#### [Action item A]
According to the text about Dr. Godakumbura, which award did he win in 1998?
#### [Action item B]
Continue the text about Dr. Godakumbura's work and awards, starting after its last sentence.

He qualified as a surgeon in the following year (1972), while on study leave in the UK. After returning to the island in 1973, he worked as a surgeon in several government hospitals. During this time, he was appalled by the extreme misery that unsafe kerosene lamps were causing to unsuspecting people who did not have the ‘luxury’ of electricity in their homes. That prompted him to launch the ‘Safe Bottle Lamp Project’ in 1992, now known internationally too following the wide publicity it got in the international media after winning the prestigious Rolex Award for Enterprise in 1998. TIME, Newsweek, National Geographic, Asiaweek, Reader’s Digest, Science and Nature, Le Figaro and Business Times of Singapore are among the many magazines and newspapers that gave that publicity. In addition, CNN telecast a documentary on his work that was videoed by a TV crew from the UK, and the Voice of America broadcast a live interview with Dr Godakumbura. When he got the Rolex prize money he immediately formed the ‘Safe Bottle Lamp Foundation’ that he heads to date, after working single handedly during the previous six years.
Rolex Watch Company gives five main awards every two years. There had been a total of 2600 entries in the year in which Dr. Godakumbura received the award, which he won in the ‘Science and Medicine’ category. He and an Indian national are the only two persons in South Asia among the 50 Rolex laureates to date. Five years later, he got a grant for his project from the Lindbergh Foundation, whose grant program “enjoys excellent reputation among the scientific community and the public sector for supporting exceptional high quality projects and dedicated researchers”. When Dr. Godakumbura received one of their seven grants in 2003, his project was ‘in good company’; four were given to projects from four American Universities and one to a body called ‘Architectural Applications’, also in the USA. The other was given to a project from the Russian Academy of Sciences. The Lindbergh Foundation later appointed Dr. Godakumbura to its Grants Technical Review Committee. He also won a Reader’s Digest Award called ‘Hero for Today’ in 2000, and three Sri Lankan Awards, viz, Presidential, Vidyajyothi and Sarvodaya. The Sri Lankan life style magazine ‘esteem’ named him as one of the ‘Icons of Sri Lanka in the 20th century’.

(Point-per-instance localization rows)
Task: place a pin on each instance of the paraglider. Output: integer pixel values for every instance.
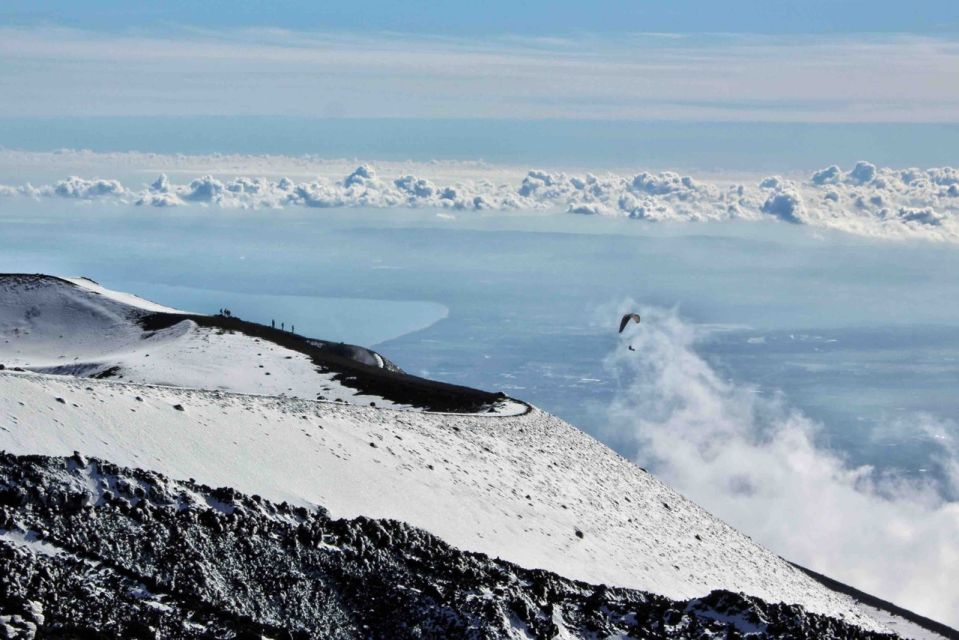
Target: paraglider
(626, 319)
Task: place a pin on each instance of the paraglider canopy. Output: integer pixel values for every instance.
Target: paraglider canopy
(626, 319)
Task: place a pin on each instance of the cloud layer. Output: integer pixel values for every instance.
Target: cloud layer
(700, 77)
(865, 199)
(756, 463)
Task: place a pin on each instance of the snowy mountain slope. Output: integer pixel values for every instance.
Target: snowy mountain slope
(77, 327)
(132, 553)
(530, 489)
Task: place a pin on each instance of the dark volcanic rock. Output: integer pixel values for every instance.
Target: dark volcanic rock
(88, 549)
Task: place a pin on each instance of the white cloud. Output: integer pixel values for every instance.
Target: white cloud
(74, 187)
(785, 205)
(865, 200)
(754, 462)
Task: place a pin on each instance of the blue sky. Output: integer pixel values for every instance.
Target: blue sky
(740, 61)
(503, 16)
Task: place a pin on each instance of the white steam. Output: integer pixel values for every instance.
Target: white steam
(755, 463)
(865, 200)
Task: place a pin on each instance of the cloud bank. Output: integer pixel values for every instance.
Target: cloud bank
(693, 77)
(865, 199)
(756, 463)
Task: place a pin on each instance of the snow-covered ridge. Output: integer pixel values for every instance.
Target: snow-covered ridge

==

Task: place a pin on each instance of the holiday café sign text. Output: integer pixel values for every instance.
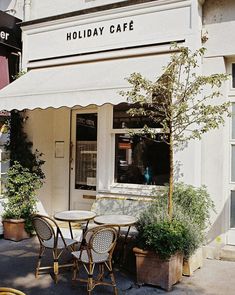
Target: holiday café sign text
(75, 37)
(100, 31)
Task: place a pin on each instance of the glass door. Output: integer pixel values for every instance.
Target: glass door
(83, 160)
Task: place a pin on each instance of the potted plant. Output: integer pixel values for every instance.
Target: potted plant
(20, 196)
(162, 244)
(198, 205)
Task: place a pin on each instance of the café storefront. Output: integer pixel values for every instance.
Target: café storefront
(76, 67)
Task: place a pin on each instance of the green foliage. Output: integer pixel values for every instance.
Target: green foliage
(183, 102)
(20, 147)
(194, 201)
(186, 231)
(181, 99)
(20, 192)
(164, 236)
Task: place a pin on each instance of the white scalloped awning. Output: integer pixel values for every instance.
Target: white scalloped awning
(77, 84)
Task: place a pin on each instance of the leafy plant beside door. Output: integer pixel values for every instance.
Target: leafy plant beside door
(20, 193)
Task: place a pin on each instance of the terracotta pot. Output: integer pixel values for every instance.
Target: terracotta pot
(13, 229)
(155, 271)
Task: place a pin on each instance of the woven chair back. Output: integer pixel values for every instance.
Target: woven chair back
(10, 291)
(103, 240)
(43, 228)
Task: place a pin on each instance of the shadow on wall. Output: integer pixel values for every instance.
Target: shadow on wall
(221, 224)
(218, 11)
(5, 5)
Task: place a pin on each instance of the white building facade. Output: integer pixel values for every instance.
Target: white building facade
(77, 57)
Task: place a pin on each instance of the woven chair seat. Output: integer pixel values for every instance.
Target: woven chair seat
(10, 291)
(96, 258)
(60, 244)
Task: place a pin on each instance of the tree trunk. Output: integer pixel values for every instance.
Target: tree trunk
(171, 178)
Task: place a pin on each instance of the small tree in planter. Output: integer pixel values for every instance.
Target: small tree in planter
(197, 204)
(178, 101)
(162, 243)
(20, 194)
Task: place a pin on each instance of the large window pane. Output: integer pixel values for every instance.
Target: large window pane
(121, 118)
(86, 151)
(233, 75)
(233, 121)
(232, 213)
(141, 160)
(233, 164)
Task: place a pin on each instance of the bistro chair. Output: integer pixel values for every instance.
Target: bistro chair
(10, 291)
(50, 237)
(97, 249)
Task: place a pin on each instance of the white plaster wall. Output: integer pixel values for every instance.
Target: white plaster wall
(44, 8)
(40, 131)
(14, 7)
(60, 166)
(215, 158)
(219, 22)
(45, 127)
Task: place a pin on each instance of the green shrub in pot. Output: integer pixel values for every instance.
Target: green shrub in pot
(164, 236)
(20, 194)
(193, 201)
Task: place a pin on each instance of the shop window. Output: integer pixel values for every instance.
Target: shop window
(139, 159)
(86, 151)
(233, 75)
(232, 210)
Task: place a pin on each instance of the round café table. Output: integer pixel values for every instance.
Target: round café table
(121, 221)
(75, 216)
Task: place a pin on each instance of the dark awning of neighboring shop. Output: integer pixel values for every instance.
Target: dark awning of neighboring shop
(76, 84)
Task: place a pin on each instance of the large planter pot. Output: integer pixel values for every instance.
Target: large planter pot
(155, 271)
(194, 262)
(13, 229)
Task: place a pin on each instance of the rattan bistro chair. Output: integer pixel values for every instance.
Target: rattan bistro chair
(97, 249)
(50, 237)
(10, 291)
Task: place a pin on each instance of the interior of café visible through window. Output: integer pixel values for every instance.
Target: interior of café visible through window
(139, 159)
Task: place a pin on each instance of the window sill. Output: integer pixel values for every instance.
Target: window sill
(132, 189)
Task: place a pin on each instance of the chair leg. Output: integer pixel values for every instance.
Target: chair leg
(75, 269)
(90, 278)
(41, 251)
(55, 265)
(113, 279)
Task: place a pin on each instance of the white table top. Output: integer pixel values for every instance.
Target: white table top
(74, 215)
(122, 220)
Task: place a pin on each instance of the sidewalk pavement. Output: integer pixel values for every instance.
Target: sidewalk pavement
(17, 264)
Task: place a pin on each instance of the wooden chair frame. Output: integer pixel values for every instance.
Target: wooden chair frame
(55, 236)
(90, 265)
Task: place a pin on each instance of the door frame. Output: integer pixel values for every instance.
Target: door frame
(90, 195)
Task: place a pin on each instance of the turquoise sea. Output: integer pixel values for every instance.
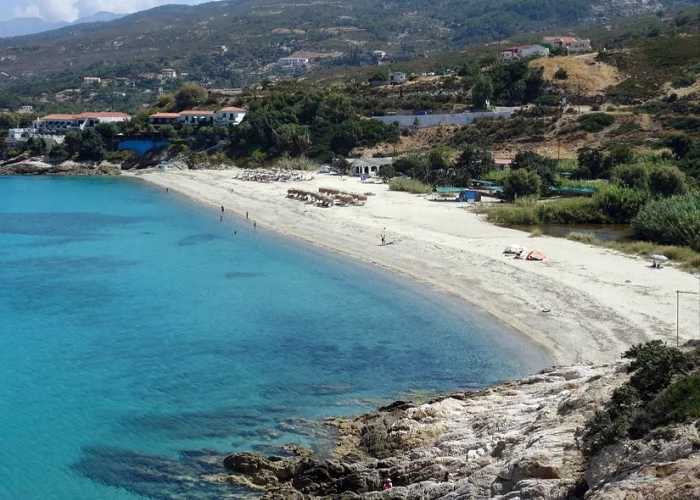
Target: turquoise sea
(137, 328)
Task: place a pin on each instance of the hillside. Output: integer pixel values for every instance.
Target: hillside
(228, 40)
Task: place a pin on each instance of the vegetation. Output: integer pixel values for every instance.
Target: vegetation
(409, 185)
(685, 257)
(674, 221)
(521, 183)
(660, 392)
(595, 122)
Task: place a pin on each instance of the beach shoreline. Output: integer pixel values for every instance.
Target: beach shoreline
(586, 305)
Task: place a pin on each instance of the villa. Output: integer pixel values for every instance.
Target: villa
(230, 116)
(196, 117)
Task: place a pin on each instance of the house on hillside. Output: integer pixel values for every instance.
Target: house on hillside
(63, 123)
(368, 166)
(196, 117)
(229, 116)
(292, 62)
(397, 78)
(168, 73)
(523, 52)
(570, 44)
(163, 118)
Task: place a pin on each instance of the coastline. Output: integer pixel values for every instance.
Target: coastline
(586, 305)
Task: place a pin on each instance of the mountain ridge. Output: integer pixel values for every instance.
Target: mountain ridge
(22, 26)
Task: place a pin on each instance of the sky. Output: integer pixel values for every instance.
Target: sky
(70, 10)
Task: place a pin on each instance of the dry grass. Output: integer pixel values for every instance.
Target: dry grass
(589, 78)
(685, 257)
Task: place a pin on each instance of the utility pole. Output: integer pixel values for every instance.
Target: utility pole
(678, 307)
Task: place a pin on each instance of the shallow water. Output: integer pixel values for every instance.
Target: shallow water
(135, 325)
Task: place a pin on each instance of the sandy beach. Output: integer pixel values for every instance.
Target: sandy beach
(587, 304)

--

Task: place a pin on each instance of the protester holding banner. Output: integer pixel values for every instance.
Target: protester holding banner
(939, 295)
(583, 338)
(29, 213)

#### [Answer section A]
The Rolex Award for Enterprise.

#### [Answer section B]
Recognizing the importance of his burn prevention work, the Ministry of Health appointed him to the National Committee on Prevention of Injuries in 1995, and the International Society for Burn Injuries (ISBI) to its Prevention Committee in 2001. His work did not fail to get the attention of the WHO too. In 2007, the WHO invited him to two consultation meetings. One was held in Geneva to prepare the document ‘A WHO PLAN – BURN PREVENTION AND CARE’, which was published in April 2008. The other was held in Manila to prepare the ‘WORLD REPORT ON CHILD AND ADOLESCENT INJURY PREVENTION’, to be published in November 2008. It will also contain a box written by him on ‘Safe Kerosene Lamps’. He has made presentations on his work in eleven International Medical Congresses.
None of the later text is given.